#### Work instruction 1
In the MC Niack profile, which record label did he sign with in September 2020?
#### Work instruction 2
Quote the MC Niack profile from "Davi Alexandre Magalhães de Almeida (born" to "views on YouTube.".
━━━━━ Passage to read ━━━━━
- Born: Davi Alexandre Magalhães de Almeida 2002 or 2003 (age 23–24) Ribeirão Preto, São Paulo, Brazil
- Occupations: Singer; songwriter;
- Years active: 2017–present
- Musical career
- Genres: Funk, Pop
- Instrument: Vocals

= MC Niack =

Brazilian musician

Davi Alexandre Magalhães de Almeida (born ), professionally known as MC Niack, is a Brazilian singer, known for his hits "Oh Juliana" and "Na Raba Toma Tapão", which were number # 1 on the Spotify chart Brazil. Niack was the artist who spent the longest time at the top of the Brazilian Spotify chart in 2020, staying 95 days in the lead, in the same year he became the first Brazilian to enter the Billboard Global 200 chart. In September 2020, Niack signed to Warner Music. Niack's biggest hit "Oh Juliana" reached 247 million views on YouTube.
━━━━━ Information shown ━━━━━
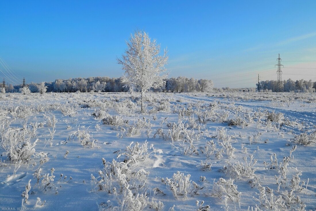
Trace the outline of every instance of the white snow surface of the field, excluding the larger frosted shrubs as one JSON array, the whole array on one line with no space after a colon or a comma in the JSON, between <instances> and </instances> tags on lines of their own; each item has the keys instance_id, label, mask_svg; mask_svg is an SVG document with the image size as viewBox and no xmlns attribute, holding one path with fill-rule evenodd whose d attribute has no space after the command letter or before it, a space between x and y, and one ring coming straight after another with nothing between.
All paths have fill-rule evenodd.
<instances>
[{"instance_id":1,"label":"white snow surface of the field, excluding the larger frosted shrubs","mask_svg":"<svg viewBox=\"0 0 316 211\"><path fill-rule=\"evenodd\" d=\"M248 207L250 210L251 207L253 209L257 207L258 210L270 210L254 199L259 199L258 185L251 187L249 181L257 177L263 187L273 189L276 196L284 196L285 191L292 189L290 185L293 175L300 171L302 172L301 182L305 182L305 185L302 186L301 191L294 190L293 194L300 197L306 205L305 210L316 210L316 144L304 146L291 141L295 135L304 132L312 134L316 130L315 93L146 93L145 97L147 113L140 114L139 93L44 93L42 95L10 93L0 95L0 124L4 125L4 129L0 131L8 128L23 130L23 125L32 131L32 125L41 124L33 136L27 132L26 137L30 137L31 143L39 139L35 151L47 153L49 160L40 167L42 175L51 173L52 168L55 169L53 173L55 178L51 181L55 189L44 191L36 185L37 180L33 176L42 158L32 156L29 163L20 163L21 167L17 168L14 174L17 164L6 157L5 149L0 145L2 155L0 207L15 208L15 210L22 206L37 208L37 210L120 210L121 194L115 196L104 190L92 190L91 174L97 177L99 170L104 169L102 158L110 163L113 159L124 162L124 156L117 158L118 153L113 152L125 150L131 142L134 144L138 142L141 145L147 140L148 148L153 144L154 148L160 149L161 153L152 153L148 159L140 160L133 166L135 169L144 169L149 172L148 187L142 192L149 197L149 204L144 210L155 210L150 207L152 200L163 203L161 210L169 210L173 205L175 205L174 210L198 210L197 200L204 201L203 206L209 205L210 210L247 210ZM19 113L14 113L16 107L20 109L17 110L18 112L26 114L19 116ZM63 108L66 111L62 112ZM27 109L29 112L25 111ZM179 114L181 109L190 115L181 116ZM199 123L196 122L195 112L198 109L202 112L213 111L213 114L210 114L205 122ZM114 125L102 124L102 116L92 115L97 111L129 120L128 125L122 125L126 131ZM256 118L258 115L255 114L259 113L258 111L263 113L259 126L259 119ZM272 111L283 113L283 118L279 122L271 121L268 125L266 113ZM53 115L57 119L56 132L50 140L50 131L53 128L47 124L47 117L52 118ZM228 125L227 121L221 119L224 115L228 115L226 120L240 118L244 120L244 125ZM143 118L146 121L150 120L151 128L141 128L140 134L128 136L128 126L136 124L137 119L143 120ZM178 124L181 121L184 125L188 124L187 130L195 134L192 143L197 153L185 155L185 149L182 146L187 146L189 143L186 137L174 141L168 138L165 140L159 135L153 138L158 128L162 128L165 134L168 134L167 124L173 122ZM291 124L287 125L286 121ZM196 122L200 130L197 127L192 128L192 122ZM94 147L80 144L76 136L78 130L90 135L90 140L94 140ZM217 148L222 149L219 144L222 142L219 137L220 130L225 131L226 136L230 136L229 143L235 148L234 154L229 157L224 150L220 159L216 159L214 154L207 157L201 150L207 141L213 140ZM262 135L257 143L250 144L248 137L253 137L259 132ZM197 134L200 134L199 138ZM283 163L283 157L290 156L290 150L294 145L297 145L297 148L292 153L294 159L287 166L287 181L284 187L282 185L277 191L278 185L275 178L280 173L277 169L269 168L270 156L274 158L274 153L276 153L279 165L280 162ZM246 152L245 148L247 148ZM67 150L69 154L65 156ZM148 152L151 151L148 149ZM249 162L251 155L253 159L258 160L252 168L255 169L254 175L241 176L240 179L220 171L224 166L228 166L228 163L246 165L244 157L247 157L247 162ZM211 164L211 170L201 170L201 161ZM36 162L36 166L33 166L33 162ZM269 163L267 169L264 162ZM184 173L185 176L190 174L190 180L204 188L196 195L191 196L188 193L187 197L178 195L175 198L169 186L161 182L161 179L172 178L177 171ZM59 180L61 174L63 176ZM64 176L67 178L64 179ZM205 177L206 181L202 181L201 176ZM234 180L237 191L241 193L239 202L230 200L225 194L221 198L214 194L214 182L220 178ZM29 198L22 205L21 194L25 191L25 186L30 179ZM165 195L154 194L153 189L156 187ZM37 197L40 197L42 202L46 200L45 204L36 205ZM228 199L226 204L225 198ZM101 202L109 206L98 208ZM298 210L299 208L299 205L293 205L293 207L289 205L280 210Z\"/></svg>"}]
</instances>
━━━━━
#### Task answer 1
Warner Music

#### Task answer 2
Davi Alexandre Magalhães de Almeida (born ), professionally known as MC Niack, is a Brazilian singer, known for his hits "Oh Juliana" and "Na Raba Toma Tapão", which were number # 1 on the Spotify chart Brazil. Niack was the artist who spent the longest time at the top of the Brazilian Spotify chart in 2020, staying 95 days in the lead, in the same year he became the first Brazilian to enter the Billboard Global 200 chart. In September 2020, Niack signed to Warner Music. Niack's biggest hit "Oh Juliana" reached 247 million views on YouTube.